* START *

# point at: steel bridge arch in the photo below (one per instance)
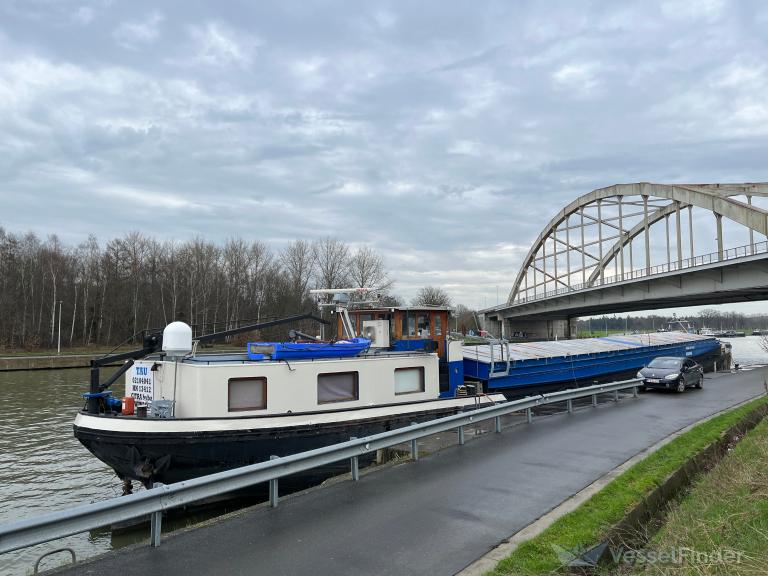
(716, 198)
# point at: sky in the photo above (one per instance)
(443, 134)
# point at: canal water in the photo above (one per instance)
(43, 468)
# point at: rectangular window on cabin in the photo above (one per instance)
(409, 380)
(337, 387)
(423, 326)
(247, 394)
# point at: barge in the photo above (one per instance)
(188, 414)
(515, 369)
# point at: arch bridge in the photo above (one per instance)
(637, 247)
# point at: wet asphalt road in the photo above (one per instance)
(439, 514)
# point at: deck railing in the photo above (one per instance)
(154, 501)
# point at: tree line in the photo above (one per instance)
(94, 294)
(707, 318)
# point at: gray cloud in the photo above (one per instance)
(444, 135)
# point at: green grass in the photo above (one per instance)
(726, 509)
(590, 523)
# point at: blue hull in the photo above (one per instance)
(574, 369)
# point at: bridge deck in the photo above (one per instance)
(437, 515)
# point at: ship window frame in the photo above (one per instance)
(422, 378)
(355, 383)
(238, 380)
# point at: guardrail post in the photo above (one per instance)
(354, 465)
(273, 494)
(155, 524)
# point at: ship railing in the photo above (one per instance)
(154, 501)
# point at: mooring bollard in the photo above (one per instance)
(354, 464)
(273, 496)
(414, 446)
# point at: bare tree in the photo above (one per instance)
(331, 258)
(366, 270)
(135, 283)
(298, 263)
(432, 296)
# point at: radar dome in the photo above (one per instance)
(177, 339)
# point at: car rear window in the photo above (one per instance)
(664, 363)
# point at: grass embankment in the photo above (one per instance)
(590, 523)
(727, 510)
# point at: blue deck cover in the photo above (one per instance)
(297, 350)
(507, 365)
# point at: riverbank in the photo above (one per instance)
(18, 360)
(594, 521)
(721, 526)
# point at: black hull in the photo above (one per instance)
(173, 457)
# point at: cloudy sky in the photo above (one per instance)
(443, 134)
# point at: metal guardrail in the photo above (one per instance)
(154, 501)
(684, 264)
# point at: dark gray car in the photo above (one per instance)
(672, 373)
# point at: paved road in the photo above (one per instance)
(439, 514)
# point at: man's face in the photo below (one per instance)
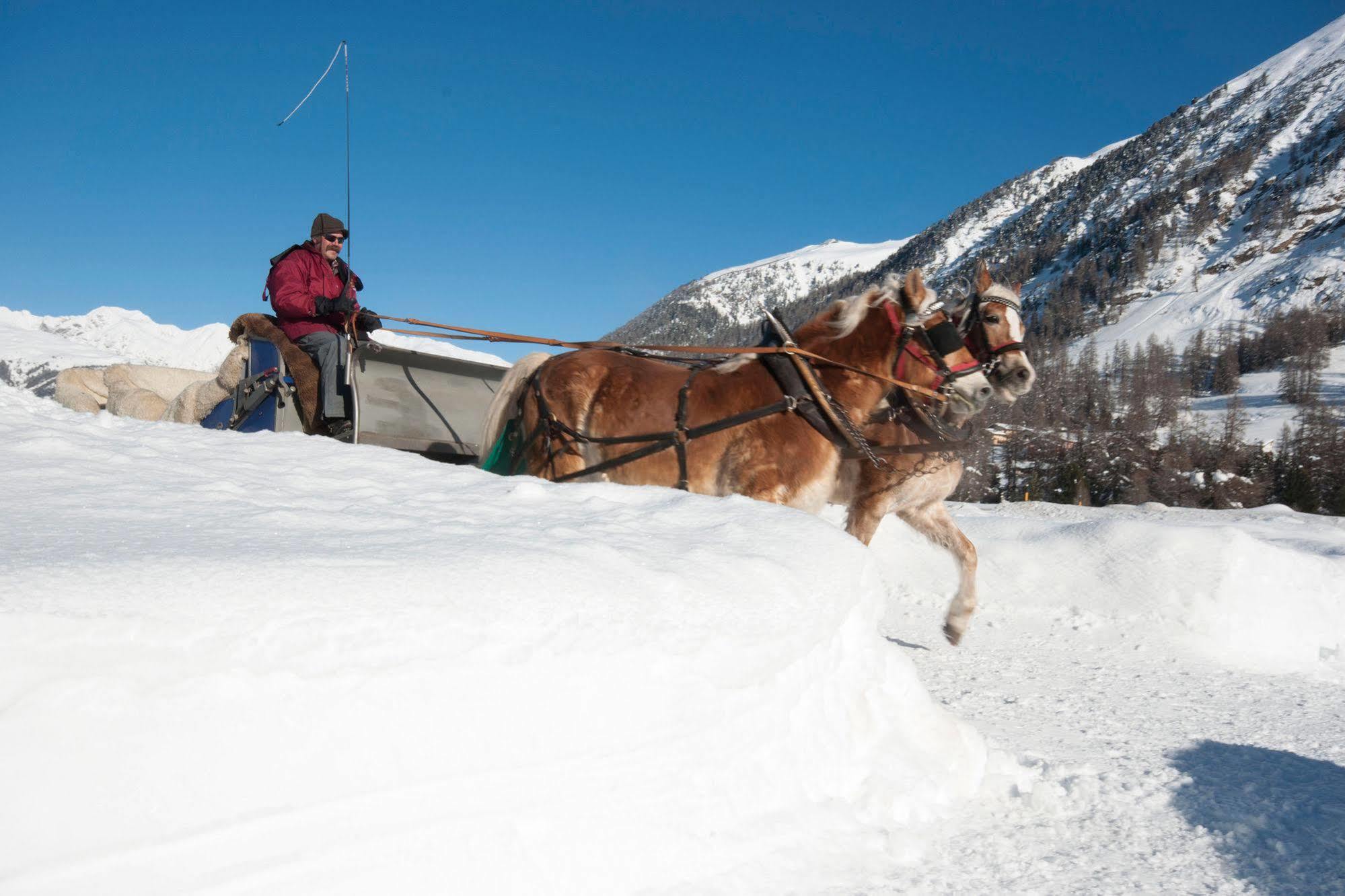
(330, 244)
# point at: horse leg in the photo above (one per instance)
(865, 513)
(934, 523)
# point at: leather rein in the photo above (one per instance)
(802, 391)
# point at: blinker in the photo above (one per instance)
(945, 338)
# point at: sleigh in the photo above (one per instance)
(401, 399)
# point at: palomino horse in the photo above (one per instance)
(916, 485)
(572, 403)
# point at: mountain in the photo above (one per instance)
(731, 301)
(1226, 211)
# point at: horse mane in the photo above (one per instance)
(846, 314)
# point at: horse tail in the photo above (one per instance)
(505, 404)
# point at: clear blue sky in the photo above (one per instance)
(548, 169)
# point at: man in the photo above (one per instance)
(312, 291)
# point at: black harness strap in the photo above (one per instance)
(665, 441)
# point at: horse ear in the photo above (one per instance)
(914, 290)
(984, 281)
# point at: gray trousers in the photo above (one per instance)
(328, 353)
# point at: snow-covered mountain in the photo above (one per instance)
(34, 349)
(1225, 211)
(731, 301)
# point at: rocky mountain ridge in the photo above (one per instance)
(1223, 212)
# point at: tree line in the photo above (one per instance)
(1101, 430)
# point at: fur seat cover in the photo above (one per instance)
(145, 392)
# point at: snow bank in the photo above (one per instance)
(1251, 589)
(273, 664)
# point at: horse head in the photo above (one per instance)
(933, 354)
(990, 320)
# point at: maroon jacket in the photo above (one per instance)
(297, 276)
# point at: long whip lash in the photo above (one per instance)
(339, 46)
(340, 49)
(350, 321)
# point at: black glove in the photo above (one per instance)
(323, 307)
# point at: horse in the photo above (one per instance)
(916, 485)
(581, 408)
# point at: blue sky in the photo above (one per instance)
(548, 169)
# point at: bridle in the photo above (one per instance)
(976, 337)
(931, 346)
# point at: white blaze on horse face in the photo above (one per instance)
(1015, 324)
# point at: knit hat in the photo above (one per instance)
(327, 224)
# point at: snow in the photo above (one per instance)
(737, 295)
(1266, 412)
(373, 673)
(370, 673)
(34, 349)
(853, 256)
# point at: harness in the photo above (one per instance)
(801, 388)
(935, 435)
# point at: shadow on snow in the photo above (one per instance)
(1278, 819)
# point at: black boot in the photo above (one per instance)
(340, 430)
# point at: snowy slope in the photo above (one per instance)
(384, 675)
(34, 349)
(1226, 211)
(733, 299)
(1266, 412)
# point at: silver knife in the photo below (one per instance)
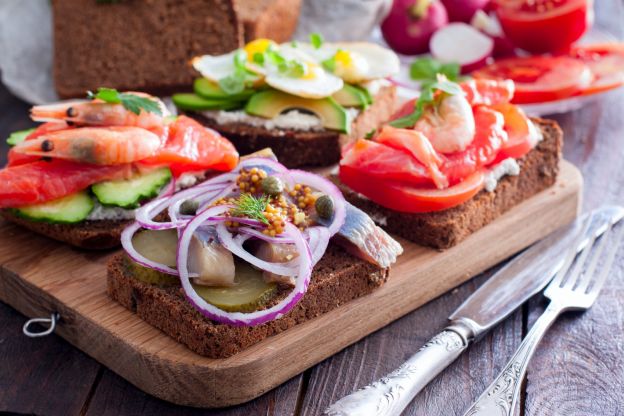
(524, 276)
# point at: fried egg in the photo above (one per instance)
(355, 62)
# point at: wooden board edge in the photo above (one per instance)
(163, 375)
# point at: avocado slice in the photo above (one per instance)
(271, 103)
(352, 96)
(193, 102)
(211, 91)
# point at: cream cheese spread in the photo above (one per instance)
(293, 119)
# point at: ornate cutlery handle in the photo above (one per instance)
(391, 394)
(500, 397)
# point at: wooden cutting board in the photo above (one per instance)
(39, 276)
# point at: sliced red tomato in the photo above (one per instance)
(522, 133)
(385, 162)
(37, 182)
(403, 197)
(606, 62)
(544, 26)
(540, 78)
(488, 91)
(490, 136)
(191, 147)
(20, 158)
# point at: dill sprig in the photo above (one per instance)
(249, 206)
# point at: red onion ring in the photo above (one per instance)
(238, 318)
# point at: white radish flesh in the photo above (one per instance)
(462, 44)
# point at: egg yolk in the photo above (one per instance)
(344, 58)
(257, 46)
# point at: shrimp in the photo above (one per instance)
(450, 127)
(95, 145)
(99, 113)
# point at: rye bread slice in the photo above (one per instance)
(268, 19)
(444, 229)
(137, 45)
(90, 235)
(336, 279)
(296, 148)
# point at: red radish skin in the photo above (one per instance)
(464, 10)
(410, 24)
(462, 44)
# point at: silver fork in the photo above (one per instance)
(572, 288)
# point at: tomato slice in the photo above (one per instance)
(606, 62)
(522, 133)
(191, 147)
(490, 136)
(488, 91)
(407, 198)
(540, 78)
(385, 162)
(37, 182)
(543, 26)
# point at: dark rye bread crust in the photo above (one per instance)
(336, 279)
(90, 235)
(305, 148)
(137, 44)
(444, 229)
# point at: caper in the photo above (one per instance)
(324, 206)
(272, 186)
(189, 207)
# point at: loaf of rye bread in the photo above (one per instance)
(138, 45)
(336, 279)
(444, 229)
(295, 148)
(269, 19)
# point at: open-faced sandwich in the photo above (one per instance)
(303, 100)
(80, 176)
(451, 162)
(246, 255)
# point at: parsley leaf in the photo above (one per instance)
(18, 136)
(427, 97)
(131, 102)
(316, 39)
(249, 206)
(427, 69)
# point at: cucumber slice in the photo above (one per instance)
(128, 193)
(211, 91)
(67, 210)
(18, 136)
(194, 102)
(250, 293)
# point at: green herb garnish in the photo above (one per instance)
(18, 136)
(428, 69)
(131, 102)
(249, 206)
(427, 98)
(316, 39)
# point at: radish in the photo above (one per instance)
(462, 44)
(463, 10)
(410, 24)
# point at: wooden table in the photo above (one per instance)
(578, 368)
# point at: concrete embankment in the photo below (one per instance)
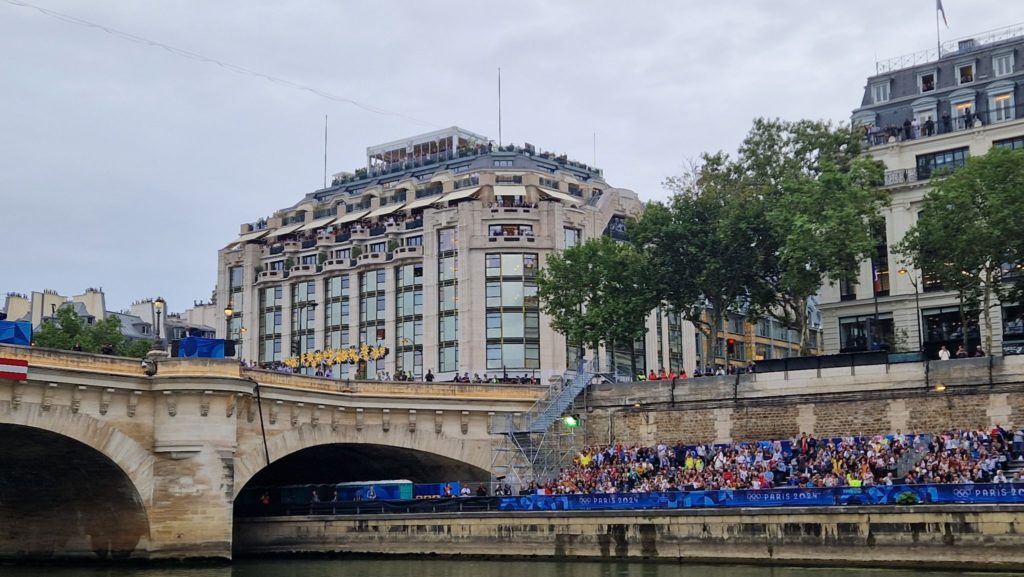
(989, 537)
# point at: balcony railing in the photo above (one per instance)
(879, 135)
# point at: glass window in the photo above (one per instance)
(1012, 143)
(448, 297)
(864, 333)
(1000, 107)
(445, 240)
(449, 328)
(966, 73)
(448, 358)
(1003, 64)
(570, 237)
(880, 92)
(940, 162)
(236, 278)
(926, 82)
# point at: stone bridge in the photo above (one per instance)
(99, 460)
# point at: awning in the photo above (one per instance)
(510, 191)
(317, 223)
(351, 216)
(560, 196)
(420, 203)
(385, 210)
(285, 231)
(459, 195)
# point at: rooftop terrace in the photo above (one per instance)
(950, 48)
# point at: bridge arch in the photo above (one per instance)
(432, 454)
(71, 486)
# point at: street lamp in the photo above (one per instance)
(916, 300)
(228, 313)
(158, 306)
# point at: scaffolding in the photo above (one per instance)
(537, 445)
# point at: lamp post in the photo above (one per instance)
(158, 306)
(916, 302)
(228, 313)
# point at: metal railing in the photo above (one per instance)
(958, 45)
(880, 135)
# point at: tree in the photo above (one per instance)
(702, 246)
(62, 331)
(970, 236)
(821, 201)
(67, 329)
(597, 291)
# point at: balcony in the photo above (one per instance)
(304, 270)
(513, 239)
(881, 135)
(266, 276)
(901, 176)
(338, 264)
(408, 252)
(371, 257)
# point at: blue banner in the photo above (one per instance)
(199, 346)
(15, 332)
(881, 495)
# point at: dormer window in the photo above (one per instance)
(965, 73)
(926, 82)
(1003, 64)
(880, 92)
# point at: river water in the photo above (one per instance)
(445, 568)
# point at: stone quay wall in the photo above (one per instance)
(988, 537)
(868, 400)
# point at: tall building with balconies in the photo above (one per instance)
(431, 251)
(925, 114)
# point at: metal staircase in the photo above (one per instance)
(538, 446)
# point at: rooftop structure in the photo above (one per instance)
(921, 121)
(975, 83)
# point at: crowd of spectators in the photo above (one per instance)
(949, 457)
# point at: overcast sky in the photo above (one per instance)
(125, 166)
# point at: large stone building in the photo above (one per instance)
(923, 114)
(431, 251)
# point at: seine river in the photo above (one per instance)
(440, 568)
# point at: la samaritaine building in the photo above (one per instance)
(431, 250)
(925, 114)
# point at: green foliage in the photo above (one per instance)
(704, 245)
(906, 498)
(597, 291)
(821, 201)
(760, 234)
(68, 329)
(970, 235)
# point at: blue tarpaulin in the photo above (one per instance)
(879, 495)
(203, 347)
(15, 332)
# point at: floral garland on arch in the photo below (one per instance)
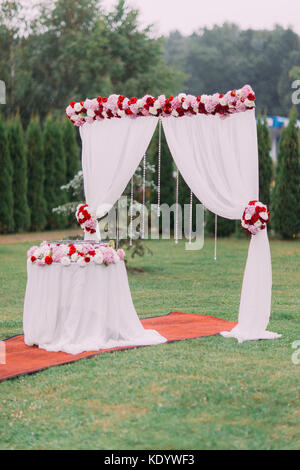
(118, 106)
(86, 219)
(255, 217)
(82, 254)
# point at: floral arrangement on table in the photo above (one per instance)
(118, 106)
(255, 217)
(83, 254)
(86, 219)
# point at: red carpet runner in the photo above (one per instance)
(22, 359)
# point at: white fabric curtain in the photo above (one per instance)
(111, 152)
(218, 159)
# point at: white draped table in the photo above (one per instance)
(74, 309)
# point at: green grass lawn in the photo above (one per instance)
(197, 394)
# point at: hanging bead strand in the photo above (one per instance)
(216, 233)
(131, 211)
(144, 197)
(158, 167)
(191, 217)
(176, 210)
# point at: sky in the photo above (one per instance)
(189, 15)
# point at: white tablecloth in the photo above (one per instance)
(74, 309)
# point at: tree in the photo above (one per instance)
(55, 169)
(71, 149)
(6, 192)
(286, 206)
(19, 186)
(36, 174)
(265, 161)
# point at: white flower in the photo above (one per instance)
(98, 258)
(249, 103)
(140, 103)
(65, 261)
(153, 110)
(264, 215)
(81, 262)
(77, 107)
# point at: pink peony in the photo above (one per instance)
(121, 254)
(31, 251)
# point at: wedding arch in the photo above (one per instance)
(213, 141)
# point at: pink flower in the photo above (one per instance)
(121, 254)
(246, 90)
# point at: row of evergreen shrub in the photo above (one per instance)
(34, 165)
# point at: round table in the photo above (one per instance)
(75, 309)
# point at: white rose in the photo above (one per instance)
(81, 262)
(249, 103)
(98, 258)
(65, 261)
(264, 215)
(153, 110)
(74, 257)
(90, 113)
(77, 107)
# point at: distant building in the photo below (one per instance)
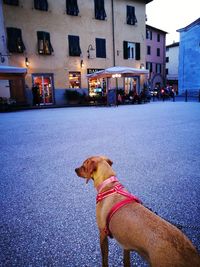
(189, 57)
(172, 63)
(60, 42)
(155, 56)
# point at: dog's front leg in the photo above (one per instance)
(104, 248)
(126, 258)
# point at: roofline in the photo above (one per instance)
(154, 28)
(196, 22)
(173, 45)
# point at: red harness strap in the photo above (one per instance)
(118, 188)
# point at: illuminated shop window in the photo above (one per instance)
(74, 79)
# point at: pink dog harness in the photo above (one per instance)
(118, 188)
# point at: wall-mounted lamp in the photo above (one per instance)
(91, 51)
(141, 66)
(27, 62)
(82, 64)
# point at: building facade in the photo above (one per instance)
(60, 42)
(172, 64)
(155, 56)
(189, 57)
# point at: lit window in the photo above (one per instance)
(74, 46)
(130, 15)
(11, 2)
(99, 9)
(44, 44)
(100, 48)
(72, 7)
(131, 50)
(41, 5)
(74, 79)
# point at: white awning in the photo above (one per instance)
(11, 69)
(124, 71)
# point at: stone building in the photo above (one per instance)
(172, 65)
(189, 57)
(155, 56)
(61, 41)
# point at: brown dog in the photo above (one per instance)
(132, 225)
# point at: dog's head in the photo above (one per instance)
(90, 166)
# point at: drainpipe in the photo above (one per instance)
(113, 31)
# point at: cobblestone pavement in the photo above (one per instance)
(47, 214)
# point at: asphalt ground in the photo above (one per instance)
(47, 213)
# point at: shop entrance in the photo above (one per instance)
(46, 88)
(131, 85)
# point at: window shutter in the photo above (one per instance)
(125, 47)
(74, 47)
(72, 7)
(130, 15)
(100, 48)
(11, 2)
(99, 9)
(44, 43)
(14, 40)
(137, 48)
(41, 5)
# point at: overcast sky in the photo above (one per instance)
(171, 15)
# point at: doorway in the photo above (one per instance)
(46, 87)
(131, 85)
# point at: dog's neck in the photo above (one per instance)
(103, 172)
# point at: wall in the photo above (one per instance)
(189, 58)
(4, 85)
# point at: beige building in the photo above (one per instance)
(60, 42)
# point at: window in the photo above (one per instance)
(41, 5)
(99, 9)
(72, 7)
(74, 79)
(158, 68)
(149, 34)
(14, 40)
(148, 50)
(149, 66)
(11, 2)
(74, 46)
(44, 44)
(131, 50)
(100, 48)
(130, 15)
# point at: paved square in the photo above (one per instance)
(47, 215)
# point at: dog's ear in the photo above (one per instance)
(109, 161)
(91, 167)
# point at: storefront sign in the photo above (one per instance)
(89, 71)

* END *

**What the task asks:**
Switch "paved square" to "stone plaza" in the listing lines from the one holding "# point at: beige" through the end of the listing, inclusive. Write those lines out again, leaving all else unchanged.

**Exercise answer:**
# point at: beige building in the photo above (one per instance)
(60, 42)
# point at: window in the photo above (one per instance)
(41, 5)
(99, 9)
(72, 7)
(74, 79)
(158, 68)
(149, 34)
(14, 40)
(148, 50)
(149, 66)
(11, 2)
(74, 46)
(44, 44)
(131, 50)
(100, 48)
(130, 15)
# point at: stone plaza in the photo above (one per instance)
(47, 215)
# point at: dog's ear in the photo above (one per instance)
(109, 161)
(91, 167)
# point at: storefront sign in the photo above (one per instance)
(89, 71)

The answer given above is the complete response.